§ **STATED GOAL A**: In the article on Tether below, shorten the paragraph that begins "Tether's Q2 attestation cited" into a brief list that keeps its main facts.

Tether’s most recent definitely-not-an-audit ‘attestation’ of the (alleged) assets backing its USDT stablecoin showed USDT-denominated loans to unspecified third parties rising by around $150 million from Q1 2023 to $5.5 billion as of June 30. The increase came despite Tether pledging to eliminate the loans from its balance sheet by the end of this year.
While sites like CoinGeek made note of this conflicting logic when the Q2 attestation was released last month, media heavies like the Wall Street Journal are now sounding the alarm regarding Tether’s backsliding. The WSJ quoted Tether spokesperson Alex Welch saying the loans were made after the company received “a few short-term loan requests from clients with whom we have cultivated longstanding relationships.”
Welch went on to claim that the loans were made “to prevent any significant depletion of our customers’ liquidity or the need for them to sell their collateral at potentially unfavorable prices, which could result in losses.” Welch insisted that Tether still intends to eliminate all loans by next year.
Welch’s comments raise all sorts of questions, including whether the additional $150 million represented the sum total of new lending—which would mean Tether didn’t move any of the Q1 loans off its books—or whether Tether collected on some old loans and the new loans exceed $150 million. There’s also no sense of how much lending Tether might have conducted since the end of Q2.
But primarily, we’re left wondering who among Tether’s minuscule list of direct customers is in such dire shape that they need hundreds of millions of dollars in outside funding to keep afloat. And what about the flatlining digital asset market has to change by the end of the year for these companies to no longer fear disaster?
Tether responded with a blog post accusing the WSJ of “tabloid-style reporting” aimed at “tarnishing the reputation of true innovators like Tether.” The company claimed that it could use its (self-reported) “$3.3 billion in excess reserves to effectively reduce secure loan exposure as net result.” Tether added that “anyone with a minimum understanding of financial markets” would see that being “on track to make a yearly profit of $4 billion” meant nobody should worry about Tether’s solvency.
Fortunately, Tether is the luckiest company in the world, having (allegedly) dodged every single major bankruptcy that has rocked the digital asset sector (and Chinese real estate) over the past 18 months or so. Even last year’s implosion of digital asset lender/Ponzi scheme Celsius, in which Tether was the third-largest stakeholder and to which Tether lent over $1.8 billion, didn’t break Tether’s stride. We’re sure this impressive run of good luck will continue forever, as all lucky streaks do.
Speaking of individuals with a ‘minimum understanding’ of financial realities, Tether released a different blog post earlier this month that addressed the company’s (alleged) billions in U.S. Treasury bills. The post was a curious mix of grandstanding, economic flexing and gross overestimations of Tether’s role in preserving America’s solvency.
Tether’s Q2 attestation cited $55.8 billion worth of T-bills, with additional exposure via ‘indirect’ investments such as overnight reverse repurchase agreements and money market funds. All told, these assets equaled $72.5 billion of the $83.2 billion in USDT in circulation as of June 30.

§ **Excerpts from location labeling data**:
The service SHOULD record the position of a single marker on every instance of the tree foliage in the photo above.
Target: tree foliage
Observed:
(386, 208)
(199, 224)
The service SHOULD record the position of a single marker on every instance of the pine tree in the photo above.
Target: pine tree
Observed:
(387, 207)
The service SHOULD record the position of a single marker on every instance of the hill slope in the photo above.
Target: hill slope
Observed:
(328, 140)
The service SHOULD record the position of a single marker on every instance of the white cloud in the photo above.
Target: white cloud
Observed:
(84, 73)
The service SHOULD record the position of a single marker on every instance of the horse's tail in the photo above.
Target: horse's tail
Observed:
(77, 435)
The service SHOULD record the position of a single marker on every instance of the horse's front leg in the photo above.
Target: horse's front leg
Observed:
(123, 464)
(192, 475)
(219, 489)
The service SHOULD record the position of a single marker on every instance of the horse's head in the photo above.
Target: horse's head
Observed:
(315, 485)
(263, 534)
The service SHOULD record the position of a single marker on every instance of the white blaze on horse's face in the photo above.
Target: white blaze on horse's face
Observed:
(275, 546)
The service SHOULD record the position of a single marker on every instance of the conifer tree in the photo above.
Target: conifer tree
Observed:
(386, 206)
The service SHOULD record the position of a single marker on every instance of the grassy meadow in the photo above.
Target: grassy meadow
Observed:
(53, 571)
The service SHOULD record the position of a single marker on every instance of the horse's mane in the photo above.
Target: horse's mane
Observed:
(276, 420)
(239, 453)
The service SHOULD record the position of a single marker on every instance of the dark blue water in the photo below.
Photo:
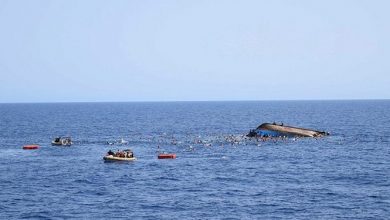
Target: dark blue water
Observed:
(218, 173)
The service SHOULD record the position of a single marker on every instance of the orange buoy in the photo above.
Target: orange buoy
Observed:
(166, 156)
(30, 147)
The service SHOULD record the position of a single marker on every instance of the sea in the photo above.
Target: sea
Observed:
(218, 172)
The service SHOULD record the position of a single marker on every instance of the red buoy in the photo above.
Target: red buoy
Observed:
(30, 147)
(166, 156)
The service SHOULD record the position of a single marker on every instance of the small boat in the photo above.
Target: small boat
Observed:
(166, 156)
(280, 130)
(125, 155)
(114, 158)
(30, 147)
(62, 141)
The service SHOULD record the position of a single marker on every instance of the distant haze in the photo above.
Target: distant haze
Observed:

§ **STATED GOAL B**: How many lines in the entries above contain the string "distant"? Case counts, and the answer should be the number alone.

§ **COMPLETE RESPONSE A**:
- Tether's Q2 attestation listed $55.8 billion in T-bills.
- It also reported indirect exposure through overnight reverse repurchase agreements and money market funds.
- As of June 30, these assets came to $72.5 billion of the $83.2 billion in USDT in circulation.

§ **COMPLETE RESPONSE B**: 2